# [Task brief]
Each record must be copied in full and unchanged; any image it holds is excluded.

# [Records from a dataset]
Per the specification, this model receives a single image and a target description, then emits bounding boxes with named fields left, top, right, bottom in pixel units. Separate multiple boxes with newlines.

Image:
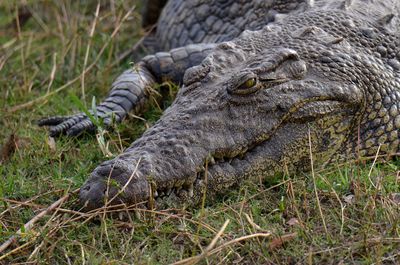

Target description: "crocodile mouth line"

left=152, top=147, right=252, bottom=202
left=152, top=127, right=279, bottom=204
left=143, top=97, right=351, bottom=204
left=80, top=97, right=352, bottom=210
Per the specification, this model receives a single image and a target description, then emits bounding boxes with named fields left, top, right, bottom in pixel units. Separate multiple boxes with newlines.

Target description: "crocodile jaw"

left=79, top=80, right=361, bottom=210
left=79, top=27, right=367, bottom=210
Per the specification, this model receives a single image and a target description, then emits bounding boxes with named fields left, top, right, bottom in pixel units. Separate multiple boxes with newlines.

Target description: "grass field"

left=0, top=1, right=399, bottom=264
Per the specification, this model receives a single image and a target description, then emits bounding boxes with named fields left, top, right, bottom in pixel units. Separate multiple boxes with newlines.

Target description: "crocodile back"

left=153, top=0, right=399, bottom=51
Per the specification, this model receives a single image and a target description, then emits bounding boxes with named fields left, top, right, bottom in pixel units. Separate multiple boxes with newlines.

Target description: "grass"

left=0, top=1, right=399, bottom=264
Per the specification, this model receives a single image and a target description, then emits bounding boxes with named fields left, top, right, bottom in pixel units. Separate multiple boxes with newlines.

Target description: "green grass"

left=0, top=1, right=399, bottom=264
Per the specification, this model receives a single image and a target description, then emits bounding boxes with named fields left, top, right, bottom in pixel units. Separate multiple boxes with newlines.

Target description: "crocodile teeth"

left=188, top=183, right=194, bottom=197
left=153, top=190, right=158, bottom=198
left=209, top=157, right=216, bottom=165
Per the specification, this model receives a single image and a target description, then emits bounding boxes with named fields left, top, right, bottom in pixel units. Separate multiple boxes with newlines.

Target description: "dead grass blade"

left=172, top=229, right=272, bottom=265
left=7, top=5, right=136, bottom=113
left=81, top=2, right=100, bottom=103
left=109, top=25, right=156, bottom=68
left=175, top=219, right=230, bottom=265
left=0, top=188, right=79, bottom=256
left=367, top=144, right=381, bottom=189
left=268, top=233, right=297, bottom=251
left=308, top=127, right=329, bottom=238
left=46, top=52, right=57, bottom=94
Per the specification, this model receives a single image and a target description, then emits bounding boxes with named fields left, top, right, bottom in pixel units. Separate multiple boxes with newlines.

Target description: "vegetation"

left=0, top=1, right=399, bottom=264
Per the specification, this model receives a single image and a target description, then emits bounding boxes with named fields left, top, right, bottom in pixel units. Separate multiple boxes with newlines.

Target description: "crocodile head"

left=79, top=12, right=372, bottom=210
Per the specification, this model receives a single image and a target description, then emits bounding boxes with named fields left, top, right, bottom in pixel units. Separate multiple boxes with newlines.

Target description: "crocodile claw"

left=38, top=112, right=112, bottom=137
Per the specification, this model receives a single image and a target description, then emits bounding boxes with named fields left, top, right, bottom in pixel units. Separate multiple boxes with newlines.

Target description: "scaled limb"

left=38, top=64, right=155, bottom=137
left=39, top=43, right=216, bottom=137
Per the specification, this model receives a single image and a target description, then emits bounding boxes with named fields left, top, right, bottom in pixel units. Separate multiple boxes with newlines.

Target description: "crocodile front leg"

left=38, top=43, right=216, bottom=136
left=38, top=65, right=155, bottom=137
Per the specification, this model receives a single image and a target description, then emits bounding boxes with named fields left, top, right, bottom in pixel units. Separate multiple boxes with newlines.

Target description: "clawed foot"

left=38, top=111, right=119, bottom=137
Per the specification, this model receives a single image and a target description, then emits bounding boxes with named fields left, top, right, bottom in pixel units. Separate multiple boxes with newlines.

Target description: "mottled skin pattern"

left=38, top=0, right=400, bottom=210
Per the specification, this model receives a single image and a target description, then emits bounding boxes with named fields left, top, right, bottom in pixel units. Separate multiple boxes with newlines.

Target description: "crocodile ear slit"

left=376, top=13, right=398, bottom=33
left=377, top=14, right=395, bottom=26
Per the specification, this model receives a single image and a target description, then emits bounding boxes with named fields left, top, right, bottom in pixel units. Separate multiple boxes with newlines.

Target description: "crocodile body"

left=39, top=0, right=400, bottom=210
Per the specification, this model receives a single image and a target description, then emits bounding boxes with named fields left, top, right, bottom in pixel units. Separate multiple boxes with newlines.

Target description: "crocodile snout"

left=79, top=180, right=110, bottom=211
left=79, top=160, right=150, bottom=211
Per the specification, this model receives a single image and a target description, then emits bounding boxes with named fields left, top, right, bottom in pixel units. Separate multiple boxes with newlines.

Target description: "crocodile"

left=38, top=0, right=400, bottom=210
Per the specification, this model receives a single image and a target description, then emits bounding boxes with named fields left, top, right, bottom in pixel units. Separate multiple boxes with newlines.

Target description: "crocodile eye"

left=228, top=77, right=260, bottom=95
left=239, top=78, right=257, bottom=89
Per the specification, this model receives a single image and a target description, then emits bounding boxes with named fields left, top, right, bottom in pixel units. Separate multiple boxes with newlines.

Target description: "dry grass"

left=0, top=1, right=399, bottom=264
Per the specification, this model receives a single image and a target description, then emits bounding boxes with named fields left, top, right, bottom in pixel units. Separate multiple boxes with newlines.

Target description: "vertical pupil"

left=246, top=79, right=254, bottom=87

# [Result of the task]
Per the specification, this model receives a single image and a target description, then emits bounding boxes with named fields left, top, right, bottom in pixel units. Separate multiple boxes with newlines.

Image:

Target description: "crocodile mouth line"

left=152, top=147, right=252, bottom=202
left=152, top=127, right=279, bottom=204
left=143, top=97, right=351, bottom=204
left=80, top=97, right=352, bottom=210
Per the specification, this model receives a single image and a target description, then emits bounding boxes with named fields left, top, right, bottom in pixel units. Separate multiple boxes with newlines.

Target description: "crocodile jaw"

left=79, top=80, right=361, bottom=210
left=79, top=27, right=367, bottom=210
Per the specification, this model receives a single image and a target description, then emits bounding boxes with named fields left, top, right, bottom in pixel units. Separate multiple boxes with newlines.

Target description: "grass field"

left=0, top=1, right=399, bottom=264
Per the specification, this model receives a single image and a target description, then emits bounding boxes with named fields left, top, right, bottom in pixel units. Separate multiple boxes with newlines.

Target description: "crocodile back"

left=153, top=0, right=399, bottom=51
Per the specification, this model receives a single image and a target description, then emits bounding boxes with named fields left, top, right, bottom in pixel units. Separate multiple boxes with newlines.

Target description: "grass"

left=0, top=1, right=399, bottom=264
Per the specification, this model receives a single image and a target description, then emits bounding boxes with named fields left, top, right, bottom in pixel units. Separate multiple boxes with newlines.

Target description: "green grass"

left=0, top=1, right=399, bottom=264
Per the specification, this model receives a single image and a target description, then emits bounding boxes with named fields left, top, right, bottom in pixel units. Separate multiple boxes with newlines.

Target description: "crocodile teeth"

left=188, top=183, right=194, bottom=197
left=153, top=190, right=158, bottom=198
left=209, top=157, right=216, bottom=165
Per the specification, this model receives a single image and a target description, then emits bounding boxes with named fields left, top, right, bottom in pixel units. Separate multiple boxes with newlines.

Target description: "dead grass blade"

left=172, top=229, right=272, bottom=265
left=7, top=5, right=136, bottom=113
left=81, top=2, right=100, bottom=103
left=109, top=25, right=156, bottom=68
left=175, top=219, right=230, bottom=265
left=0, top=188, right=79, bottom=256
left=367, top=144, right=381, bottom=189
left=268, top=233, right=297, bottom=251
left=308, top=127, right=329, bottom=238
left=46, top=52, right=57, bottom=94
Per the specification, this model receives a single image and a target description, then emits bounding boxes with named fields left, top, right, bottom in pixel units. Separate multiple boxes with newlines.

Target description: "vegetation"

left=0, top=1, right=399, bottom=264
Per the specification, this model receives a single image and a target description, then emits bounding boxes with named fields left, top, right, bottom in pixel units. Separate multiple boxes with newlines.

Target description: "crocodile head"

left=79, top=12, right=372, bottom=210
Per the specification, this model receives a single image and a target description, then emits bounding boxes with named fields left, top, right, bottom in pixel units. Separate multiple boxes with newlines.

Target description: "crocodile claw"

left=38, top=112, right=112, bottom=137
Per the specification, this model receives a single image and a target description, then emits bounding boxes with named fields left, top, right, bottom in pixel units. Separate multiple boxes with newlines.

Target description: "scaled limb"

left=38, top=64, right=155, bottom=137
left=39, top=43, right=216, bottom=137
Per the specification, this model receives a single image and a target description, then emits bounding boxes with named fields left, top, right, bottom in pixel units. Separate multiple boxes with newlines.

Target description: "crocodile front leg"

left=38, top=43, right=216, bottom=136
left=38, top=65, right=155, bottom=137
Per the specification, this model receives a single image and a target description, then emits bounding boxes with named fields left, top, right, bottom in pixel units. Separate multiple boxes with newlines.

Target description: "clawed foot"

left=38, top=111, right=119, bottom=137
Per the specification, this model receives a single image and a target description, then emits bounding boxes with named fields left, top, right, bottom in pixel units. Separate multiple boxes with newlines.

Target description: "mottled skin pattern"

left=38, top=0, right=400, bottom=210
Per the specification, this model receives a single image and a target description, then emits bounding boxes with named fields left, top, right, bottom in pixel units. Separate multiple boxes with newlines.

Target description: "crocodile ear slit"

left=376, top=13, right=398, bottom=33
left=377, top=14, right=395, bottom=26
Per the specification, this model receives a single image and a target description, then emits bounding boxes with named fields left, top, right, bottom in pixel units. Separate multiple boxes with newlines.

Target description: "crocodile body"

left=39, top=0, right=400, bottom=210
Per the specification, this model receives a single image and a target description, then emits bounding boxes with named fields left, top, right, bottom in pixel units. Separate multiple boxes with newlines.

Target description: "crocodile snout"

left=79, top=180, right=110, bottom=211
left=79, top=160, right=150, bottom=211
Per the specification, this model receives a single image and a target description, then emits bounding boxes with named fields left, top, right, bottom in pixel units. Separate multiple boxes with newlines.

Target description: "crocodile"

left=38, top=0, right=400, bottom=210
Per the specification, this model receives a single image and a target description, then emits bounding boxes with named fields left, top, right, bottom in pixel units. Separate multiple boxes with newlines.

Target description: "crocodile eye"

left=228, top=77, right=260, bottom=95
left=239, top=78, right=257, bottom=89
Per the specification, this model receives a single image and a target description, then emits bounding boxes with named fields left, top, right, bottom in pixel units. Separate multiple boxes with newlines.

Target description: "dry grass"

left=0, top=1, right=399, bottom=264
Per the specification, this model receives a single image and a target description, then emits bounding boxes with named fields left, top, right, bottom in pixel units. Separate multiple boxes with newlines.

Target description: "vertical pupil"

left=246, top=79, right=254, bottom=87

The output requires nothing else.